__OBJECTIF__.
Relevez tous les pays vers lesquels, d'après la note d'intention, un fort exode galicien a eu lieu durant les XIX et XX siècles.

__EXTRAIT SOURCE__.

■ ■ ■

CRÉATION 2023-2025
spectacle sans paroles. Théâtre du geste
NOTE D’INTENTION par Carolina Garel Carballeira
Tout commence par un sentiment personnel , que je ressens fortement : a morriña .
Il y a quelques années, ma sœur m’a envoyé ce tableau, depuis la Galice, ma terre natale, et cette image m’a laissée sans souffle ; je me sentais identifiée au personnage : comme lui, mon être profond est toujours attaché à la terre qui m’a fait grandir.
Je viens d’une région qui a émigré massivement à cause de la famine et qui continue à émigrer aujourd’hui, faute d’opportunités dans notre territoire.
Un fort exode vers l’Argentine, le Mexique, le Chili, l’Allemagne et même la France a eu lieu durant les XIX et XX siècle.
Dans toutes ces contrées du monde, les galicien.ne.s sont resté.e.s ensemble, dans un entre-soi : des Maisons de la Galice sont nées, il.le.s ont fêté nos fêtes galiciennes, continué nos coutumes et mangé notre nourriture, mais en ressentant toujours un manque, un mal dû à une absence, une profonde tristesse mêlée à une angoissante mais douce nostalgie.

■ ■ ■

__DONNÉES FOURNIES__.
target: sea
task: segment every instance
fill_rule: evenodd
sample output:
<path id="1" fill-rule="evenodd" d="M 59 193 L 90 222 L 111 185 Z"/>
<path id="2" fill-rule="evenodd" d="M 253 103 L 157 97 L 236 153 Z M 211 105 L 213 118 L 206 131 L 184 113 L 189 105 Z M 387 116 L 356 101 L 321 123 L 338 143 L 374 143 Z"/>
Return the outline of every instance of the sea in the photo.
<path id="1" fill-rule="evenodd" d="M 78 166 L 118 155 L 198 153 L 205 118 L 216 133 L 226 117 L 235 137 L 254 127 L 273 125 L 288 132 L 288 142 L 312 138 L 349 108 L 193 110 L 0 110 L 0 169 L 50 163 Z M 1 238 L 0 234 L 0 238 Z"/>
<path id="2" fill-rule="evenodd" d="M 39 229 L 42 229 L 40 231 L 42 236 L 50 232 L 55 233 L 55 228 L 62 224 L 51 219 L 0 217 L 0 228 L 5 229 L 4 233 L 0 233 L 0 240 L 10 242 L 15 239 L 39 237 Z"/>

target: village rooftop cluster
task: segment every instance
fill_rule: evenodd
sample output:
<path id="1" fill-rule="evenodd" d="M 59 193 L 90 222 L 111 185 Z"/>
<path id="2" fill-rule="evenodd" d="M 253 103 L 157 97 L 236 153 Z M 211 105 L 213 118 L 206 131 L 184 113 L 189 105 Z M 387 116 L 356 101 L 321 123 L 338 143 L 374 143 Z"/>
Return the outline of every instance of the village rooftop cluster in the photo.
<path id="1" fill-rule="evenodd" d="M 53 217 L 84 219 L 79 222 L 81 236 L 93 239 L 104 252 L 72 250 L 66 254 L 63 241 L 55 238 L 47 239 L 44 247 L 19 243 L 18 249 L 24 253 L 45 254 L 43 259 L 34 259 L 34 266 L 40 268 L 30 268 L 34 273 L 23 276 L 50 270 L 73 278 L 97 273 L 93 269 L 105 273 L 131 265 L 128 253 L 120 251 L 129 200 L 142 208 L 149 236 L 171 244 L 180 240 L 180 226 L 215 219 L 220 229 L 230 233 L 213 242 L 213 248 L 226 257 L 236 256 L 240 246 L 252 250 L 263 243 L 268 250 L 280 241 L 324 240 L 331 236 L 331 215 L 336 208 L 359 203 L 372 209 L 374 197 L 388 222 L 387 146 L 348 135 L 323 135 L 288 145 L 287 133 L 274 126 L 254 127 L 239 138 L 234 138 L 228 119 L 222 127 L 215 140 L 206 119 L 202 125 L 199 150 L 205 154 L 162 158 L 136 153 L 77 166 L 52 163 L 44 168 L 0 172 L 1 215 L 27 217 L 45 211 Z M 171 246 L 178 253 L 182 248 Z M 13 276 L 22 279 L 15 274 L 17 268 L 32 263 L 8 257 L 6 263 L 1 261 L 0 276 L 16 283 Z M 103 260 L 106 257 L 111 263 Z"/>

■ ■ ■

__RÉSULTAT DE L'EXERCICE__.
La note d'intention cite l'Argentine, le Mexique, le Chili, l'Allemagne et la France.